● **Exercise requirements**
**1.** Answer these questions from the Cleveland article:
(a) Which wealthy individual does it name among those in Cleveland's graveyards?
(b) Where is the Rainbow Center for Women & Children located?
(c) To which city did the writer travel the next day, and what facility there is named?
**2.** Reproduce the Cleveland article word for word. Begin at the words "By Jeremy Moseley" and stop after the words "a coherent whole.".

● **Text under study**
• • • • • • •
By Jeremy Moseley
Cleveland was once one of the centers of the industrial revolution, leaving behind entire square miles of amazing architecture, hundreds of churches and graveyards filled with enormously wealthy individuals (John Rockefeller is one of many). Many of those amazing buildings are now empty, but the wealth has only compounded over time meaning very firm foundations under many foundations. This is a key to how Cleveland is turning yet one more corner on the journey into the 21st century where the health of the community relies on many innovations from many sectors blending into a coherent whole.
Nowhere is this more evident than in the former wasteland in between downtown Cleveland and the massive health complex on the eastern edge of town. This is where you’ll find the remarkable new Rainbow Center for Women & Children, a brilliantly conceived range of services designed with data, mind, heart and lots of careful listening. The next day, we traveled to the center of the state to Dayton where some of the same dynamics are visible in key local health infrastructure, notably Brigid’s Path, for substance affected children.
• • • • • • •
● **Dataset extract**
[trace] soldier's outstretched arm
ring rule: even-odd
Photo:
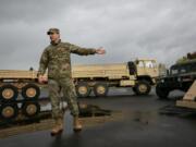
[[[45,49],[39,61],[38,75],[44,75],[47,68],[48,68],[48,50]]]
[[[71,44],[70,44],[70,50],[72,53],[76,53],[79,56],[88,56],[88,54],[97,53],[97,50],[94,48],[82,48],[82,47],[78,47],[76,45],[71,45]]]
• • • • • • •
● **Task-by-task solutions**
**1.**
(a) John Rockefeller.
(b) In the former wasteland between downtown Cleveland and the massive health complex on the eastern edge of town.
(c) Dayton; Brigid's Path, for substance affected children.

**2.**
By Jeremy Moseley
Cleveland was once one of the centers of the industrial revolution, leaving behind entire square miles of amazing architecture, hundreds of churches and graveyards filled with enormously wealthy individuals (John Rockefeller is one of many). Many of those amazing buildings are now empty, but the wealth has only compounded over time meaning very firm foundations under many foundations. This is a key to how Cleveland is turning yet one more corner on the journey into the 21st century where the health of the community relies on many innovations from many sectors blending into a coherent whole.